▸ **Exercise requirements**
Locate the line containing "Note: spot each instance of the white railing" in the data below. Reproduce it and every following line up to the end, exactly as given.

## begin

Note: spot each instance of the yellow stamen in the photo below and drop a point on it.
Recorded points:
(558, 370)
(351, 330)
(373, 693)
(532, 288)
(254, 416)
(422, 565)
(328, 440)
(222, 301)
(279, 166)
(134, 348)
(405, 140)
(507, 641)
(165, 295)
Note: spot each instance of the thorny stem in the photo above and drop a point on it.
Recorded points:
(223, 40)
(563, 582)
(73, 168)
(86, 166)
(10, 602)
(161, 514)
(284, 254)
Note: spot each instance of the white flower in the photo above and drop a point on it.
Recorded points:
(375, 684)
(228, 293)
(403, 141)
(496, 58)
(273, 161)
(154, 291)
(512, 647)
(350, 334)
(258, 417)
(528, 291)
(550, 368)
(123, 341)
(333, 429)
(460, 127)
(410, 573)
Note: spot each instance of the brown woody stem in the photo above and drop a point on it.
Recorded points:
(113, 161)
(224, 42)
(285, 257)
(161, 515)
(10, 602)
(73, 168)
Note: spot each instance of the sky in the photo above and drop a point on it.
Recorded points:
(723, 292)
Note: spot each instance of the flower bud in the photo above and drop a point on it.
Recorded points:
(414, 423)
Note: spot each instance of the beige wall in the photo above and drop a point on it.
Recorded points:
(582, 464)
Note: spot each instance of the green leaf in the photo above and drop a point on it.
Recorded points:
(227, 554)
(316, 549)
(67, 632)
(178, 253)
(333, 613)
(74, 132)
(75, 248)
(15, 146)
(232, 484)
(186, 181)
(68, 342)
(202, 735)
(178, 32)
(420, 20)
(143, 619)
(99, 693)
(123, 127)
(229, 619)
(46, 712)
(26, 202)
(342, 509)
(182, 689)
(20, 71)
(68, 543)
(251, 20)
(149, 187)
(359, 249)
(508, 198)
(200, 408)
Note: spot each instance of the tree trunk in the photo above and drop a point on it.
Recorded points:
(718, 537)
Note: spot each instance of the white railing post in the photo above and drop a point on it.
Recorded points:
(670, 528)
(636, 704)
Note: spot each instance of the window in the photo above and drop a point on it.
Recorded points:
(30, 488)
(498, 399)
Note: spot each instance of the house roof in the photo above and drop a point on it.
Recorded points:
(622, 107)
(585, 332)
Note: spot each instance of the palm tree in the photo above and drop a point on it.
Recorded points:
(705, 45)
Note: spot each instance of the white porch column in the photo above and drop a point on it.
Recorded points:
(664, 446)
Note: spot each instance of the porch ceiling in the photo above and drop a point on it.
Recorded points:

## end

▸ **Exercise answer**
Note: spot each instance of the white railing post in the photo above and drop a point on it.
Recorded points:
(670, 528)
(636, 704)
Note: spot each instance of the window in the photo above and drop a point on it.
Recorded points:
(30, 488)
(498, 399)
Note: spot each instance of the house roof in the photo above and drop a point on it.
Recorded points:
(622, 107)
(585, 332)
Note: spot each instance of the palm tree in the photo above and drop a point on it.
Recorded points:
(705, 45)
Note: spot each instance of the white porch column in the photo above and drop a point on it.
Recorded points:
(664, 446)
Note: spot each instance of the porch ceiling in the photo above and drop a point on it.
Recorded points:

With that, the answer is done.